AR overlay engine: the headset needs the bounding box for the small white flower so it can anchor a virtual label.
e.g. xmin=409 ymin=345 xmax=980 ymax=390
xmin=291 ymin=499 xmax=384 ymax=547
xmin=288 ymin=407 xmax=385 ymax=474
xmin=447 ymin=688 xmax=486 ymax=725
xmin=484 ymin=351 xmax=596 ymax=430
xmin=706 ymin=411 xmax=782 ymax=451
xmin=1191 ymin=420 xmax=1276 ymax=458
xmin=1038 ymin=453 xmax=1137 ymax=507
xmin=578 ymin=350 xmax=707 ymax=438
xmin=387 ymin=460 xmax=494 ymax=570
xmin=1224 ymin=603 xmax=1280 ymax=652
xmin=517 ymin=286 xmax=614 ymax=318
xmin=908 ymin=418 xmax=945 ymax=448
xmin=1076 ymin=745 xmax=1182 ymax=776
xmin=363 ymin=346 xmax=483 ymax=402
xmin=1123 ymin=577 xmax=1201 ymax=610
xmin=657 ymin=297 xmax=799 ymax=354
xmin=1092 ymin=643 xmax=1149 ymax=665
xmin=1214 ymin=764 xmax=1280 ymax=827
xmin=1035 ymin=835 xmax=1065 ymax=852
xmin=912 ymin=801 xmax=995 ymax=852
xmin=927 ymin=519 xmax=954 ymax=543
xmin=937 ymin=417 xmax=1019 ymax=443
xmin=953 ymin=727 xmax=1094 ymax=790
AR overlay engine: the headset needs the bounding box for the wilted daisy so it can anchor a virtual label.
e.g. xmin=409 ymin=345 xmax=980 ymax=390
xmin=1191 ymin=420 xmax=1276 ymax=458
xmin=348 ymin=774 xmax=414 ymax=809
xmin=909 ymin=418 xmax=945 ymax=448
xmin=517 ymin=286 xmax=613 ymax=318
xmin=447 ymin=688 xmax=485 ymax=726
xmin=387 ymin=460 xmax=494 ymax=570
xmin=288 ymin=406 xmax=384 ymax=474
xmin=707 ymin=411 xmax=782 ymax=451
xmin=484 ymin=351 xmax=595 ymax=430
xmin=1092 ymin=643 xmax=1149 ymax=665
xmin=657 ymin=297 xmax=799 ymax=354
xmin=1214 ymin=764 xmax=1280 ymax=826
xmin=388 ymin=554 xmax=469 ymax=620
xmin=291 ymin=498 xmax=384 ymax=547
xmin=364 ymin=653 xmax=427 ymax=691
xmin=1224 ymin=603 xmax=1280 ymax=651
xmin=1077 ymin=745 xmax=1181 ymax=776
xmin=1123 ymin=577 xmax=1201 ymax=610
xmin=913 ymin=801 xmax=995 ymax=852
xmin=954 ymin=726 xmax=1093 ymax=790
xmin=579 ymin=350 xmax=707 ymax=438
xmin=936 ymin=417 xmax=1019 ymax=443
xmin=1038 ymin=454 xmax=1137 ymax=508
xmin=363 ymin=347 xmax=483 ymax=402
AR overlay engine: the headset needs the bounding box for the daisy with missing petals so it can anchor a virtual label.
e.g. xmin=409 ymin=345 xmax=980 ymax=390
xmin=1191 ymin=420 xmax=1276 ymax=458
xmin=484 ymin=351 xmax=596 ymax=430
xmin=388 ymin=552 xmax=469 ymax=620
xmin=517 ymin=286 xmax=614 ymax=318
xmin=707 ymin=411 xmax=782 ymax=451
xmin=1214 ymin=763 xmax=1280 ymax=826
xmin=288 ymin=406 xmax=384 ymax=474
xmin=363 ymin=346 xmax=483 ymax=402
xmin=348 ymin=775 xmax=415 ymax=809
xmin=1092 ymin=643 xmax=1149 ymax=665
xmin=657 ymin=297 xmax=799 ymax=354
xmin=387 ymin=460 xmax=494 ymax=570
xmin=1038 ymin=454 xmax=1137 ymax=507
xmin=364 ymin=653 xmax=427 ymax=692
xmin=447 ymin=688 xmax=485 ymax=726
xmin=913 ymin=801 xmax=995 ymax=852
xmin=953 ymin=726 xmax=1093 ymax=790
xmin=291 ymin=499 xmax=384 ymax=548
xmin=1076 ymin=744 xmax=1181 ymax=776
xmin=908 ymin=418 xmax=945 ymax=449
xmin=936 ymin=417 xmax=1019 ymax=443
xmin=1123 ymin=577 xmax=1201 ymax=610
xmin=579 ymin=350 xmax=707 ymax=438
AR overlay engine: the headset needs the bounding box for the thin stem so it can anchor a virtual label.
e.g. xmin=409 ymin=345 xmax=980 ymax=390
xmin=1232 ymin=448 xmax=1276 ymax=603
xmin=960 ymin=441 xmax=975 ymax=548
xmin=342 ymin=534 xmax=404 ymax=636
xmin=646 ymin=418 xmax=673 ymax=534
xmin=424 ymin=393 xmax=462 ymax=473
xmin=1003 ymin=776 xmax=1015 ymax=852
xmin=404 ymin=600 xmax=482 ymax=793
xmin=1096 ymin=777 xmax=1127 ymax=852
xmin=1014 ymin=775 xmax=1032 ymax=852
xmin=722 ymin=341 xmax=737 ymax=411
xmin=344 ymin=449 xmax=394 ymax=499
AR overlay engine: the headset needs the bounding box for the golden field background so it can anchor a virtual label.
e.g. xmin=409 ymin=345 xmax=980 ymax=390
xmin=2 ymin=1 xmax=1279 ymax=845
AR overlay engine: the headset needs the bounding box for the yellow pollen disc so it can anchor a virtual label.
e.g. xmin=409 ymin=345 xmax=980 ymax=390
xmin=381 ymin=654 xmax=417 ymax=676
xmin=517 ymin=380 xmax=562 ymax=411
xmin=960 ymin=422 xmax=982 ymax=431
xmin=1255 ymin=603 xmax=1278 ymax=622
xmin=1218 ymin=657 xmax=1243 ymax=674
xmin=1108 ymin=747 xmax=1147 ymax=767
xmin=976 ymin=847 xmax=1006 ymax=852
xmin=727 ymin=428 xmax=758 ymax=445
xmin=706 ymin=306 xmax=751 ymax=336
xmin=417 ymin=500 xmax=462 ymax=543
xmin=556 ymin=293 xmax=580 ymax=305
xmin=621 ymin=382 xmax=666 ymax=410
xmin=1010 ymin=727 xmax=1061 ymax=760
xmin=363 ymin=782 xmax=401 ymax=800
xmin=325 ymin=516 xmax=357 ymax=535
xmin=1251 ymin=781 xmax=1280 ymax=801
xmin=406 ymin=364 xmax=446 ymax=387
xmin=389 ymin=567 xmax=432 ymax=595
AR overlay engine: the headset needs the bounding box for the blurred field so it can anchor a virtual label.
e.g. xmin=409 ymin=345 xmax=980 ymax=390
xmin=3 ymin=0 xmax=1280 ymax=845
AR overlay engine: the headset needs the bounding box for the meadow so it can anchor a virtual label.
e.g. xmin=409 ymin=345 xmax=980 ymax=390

★ ★ ★

__ACTIVITY__. Return each line of the data above verbatim.

__ANSWER BELOW__.
AR overlay engine: the headset needs the bounding box for the small white flower so it can anchor a virtual label.
e.g. xmin=409 ymin=345 xmax=980 ymax=390
xmin=291 ymin=499 xmax=384 ymax=547
xmin=288 ymin=407 xmax=385 ymax=474
xmin=447 ymin=688 xmax=486 ymax=725
xmin=484 ymin=351 xmax=596 ymax=430
xmin=706 ymin=411 xmax=782 ymax=451
xmin=1191 ymin=420 xmax=1276 ymax=458
xmin=1038 ymin=453 xmax=1137 ymax=507
xmin=578 ymin=350 xmax=707 ymax=438
xmin=387 ymin=460 xmax=494 ymax=570
xmin=1224 ymin=603 xmax=1280 ymax=652
xmin=517 ymin=286 xmax=614 ymax=318
xmin=908 ymin=418 xmax=945 ymax=448
xmin=1076 ymin=745 xmax=1182 ymax=776
xmin=363 ymin=346 xmax=483 ymax=402
xmin=1123 ymin=577 xmax=1201 ymax=610
xmin=657 ymin=297 xmax=799 ymax=354
xmin=1092 ymin=643 xmax=1149 ymax=665
xmin=1214 ymin=764 xmax=1280 ymax=827
xmin=1035 ymin=835 xmax=1065 ymax=852
xmin=912 ymin=801 xmax=995 ymax=852
xmin=927 ymin=519 xmax=954 ymax=543
xmin=937 ymin=417 xmax=1019 ymax=443
xmin=953 ymin=727 xmax=1094 ymax=790
AR overlay engine: the headset needs the bounding box for the wilted daisy so it can anchor a virtual label.
e.g. xmin=409 ymin=345 xmax=980 ymax=390
xmin=1191 ymin=420 xmax=1276 ymax=458
xmin=348 ymin=774 xmax=414 ymax=809
xmin=909 ymin=418 xmax=945 ymax=448
xmin=517 ymin=286 xmax=613 ymax=318
xmin=447 ymin=688 xmax=485 ymax=726
xmin=387 ymin=460 xmax=494 ymax=570
xmin=288 ymin=406 xmax=384 ymax=474
xmin=707 ymin=411 xmax=782 ymax=451
xmin=484 ymin=351 xmax=595 ymax=430
xmin=1092 ymin=643 xmax=1149 ymax=665
xmin=657 ymin=297 xmax=799 ymax=354
xmin=1214 ymin=764 xmax=1280 ymax=826
xmin=388 ymin=554 xmax=469 ymax=620
xmin=291 ymin=498 xmax=384 ymax=547
xmin=364 ymin=653 xmax=427 ymax=691
xmin=1224 ymin=603 xmax=1280 ymax=651
xmin=1077 ymin=745 xmax=1181 ymax=776
xmin=1123 ymin=577 xmax=1201 ymax=610
xmin=913 ymin=801 xmax=995 ymax=852
xmin=954 ymin=726 xmax=1093 ymax=790
xmin=579 ymin=350 xmax=707 ymax=438
xmin=936 ymin=417 xmax=1019 ymax=443
xmin=1038 ymin=454 xmax=1137 ymax=508
xmin=363 ymin=347 xmax=483 ymax=402
AR overlay engine: the headset needs the bounding box for the daisy with missing petals so it can anchor a virtual label.
e.g. xmin=409 ymin=345 xmax=980 ymax=390
xmin=1191 ymin=420 xmax=1276 ymax=458
xmin=484 ymin=351 xmax=596 ymax=430
xmin=388 ymin=552 xmax=469 ymax=620
xmin=517 ymin=286 xmax=614 ymax=318
xmin=707 ymin=411 xmax=782 ymax=451
xmin=1214 ymin=763 xmax=1280 ymax=826
xmin=288 ymin=406 xmax=384 ymax=474
xmin=363 ymin=346 xmax=483 ymax=402
xmin=348 ymin=775 xmax=415 ymax=809
xmin=1092 ymin=643 xmax=1149 ymax=665
xmin=657 ymin=297 xmax=799 ymax=354
xmin=387 ymin=460 xmax=494 ymax=570
xmin=1038 ymin=454 xmax=1137 ymax=507
xmin=364 ymin=653 xmax=427 ymax=692
xmin=447 ymin=688 xmax=485 ymax=726
xmin=913 ymin=801 xmax=995 ymax=852
xmin=953 ymin=726 xmax=1093 ymax=790
xmin=291 ymin=499 xmax=384 ymax=548
xmin=1076 ymin=744 xmax=1181 ymax=776
xmin=908 ymin=418 xmax=945 ymax=449
xmin=936 ymin=417 xmax=1019 ymax=443
xmin=1123 ymin=577 xmax=1201 ymax=610
xmin=579 ymin=350 xmax=707 ymax=438
AR overlay engine: the headset needs the bounding box for the thin stem so it can anchor a virtual label.
e.g. xmin=409 ymin=345 xmax=980 ymax=390
xmin=1232 ymin=448 xmax=1276 ymax=603
xmin=960 ymin=441 xmax=975 ymax=548
xmin=342 ymin=534 xmax=404 ymax=636
xmin=646 ymin=418 xmax=673 ymax=534
xmin=424 ymin=393 xmax=462 ymax=473
xmin=1003 ymin=776 xmax=1015 ymax=852
xmin=404 ymin=600 xmax=482 ymax=793
xmin=1096 ymin=777 xmax=1127 ymax=852
xmin=1014 ymin=775 xmax=1032 ymax=852
xmin=722 ymin=341 xmax=737 ymax=411
xmin=344 ymin=449 xmax=394 ymax=499
AR overlay engine: the headset needs the bounding box for the golden field background so it can anchor a virtual label.
e.g. xmin=409 ymin=345 xmax=980 ymax=390
xmin=2 ymin=1 xmax=1279 ymax=845
AR overlay engine: the headset needs the bounding box for the yellow pollen disc so it can anchor a virtual label.
e.g. xmin=409 ymin=345 xmax=980 ymax=390
xmin=381 ymin=654 xmax=417 ymax=676
xmin=517 ymin=380 xmax=562 ymax=411
xmin=960 ymin=422 xmax=982 ymax=431
xmin=1255 ymin=603 xmax=1278 ymax=622
xmin=1218 ymin=657 xmax=1243 ymax=674
xmin=1108 ymin=747 xmax=1147 ymax=767
xmin=976 ymin=847 xmax=1006 ymax=852
xmin=727 ymin=428 xmax=758 ymax=445
xmin=706 ymin=306 xmax=751 ymax=336
xmin=417 ymin=500 xmax=462 ymax=543
xmin=556 ymin=293 xmax=580 ymax=305
xmin=621 ymin=382 xmax=666 ymax=410
xmin=1010 ymin=727 xmax=1061 ymax=760
xmin=363 ymin=782 xmax=401 ymax=800
xmin=325 ymin=516 xmax=357 ymax=535
xmin=1251 ymin=781 xmax=1280 ymax=801
xmin=406 ymin=364 xmax=446 ymax=387
xmin=389 ymin=567 xmax=432 ymax=595
AR overlay engine: the headset needs the bounding box for the blurred field so it can anchor a virtual label.
e.g. xmin=409 ymin=345 xmax=980 ymax=390
xmin=3 ymin=0 xmax=1280 ymax=845
AR overlay engine: the headset needs the bounding box for the meadow so it can anchor a virtual label.
e.g. xmin=409 ymin=345 xmax=980 ymax=390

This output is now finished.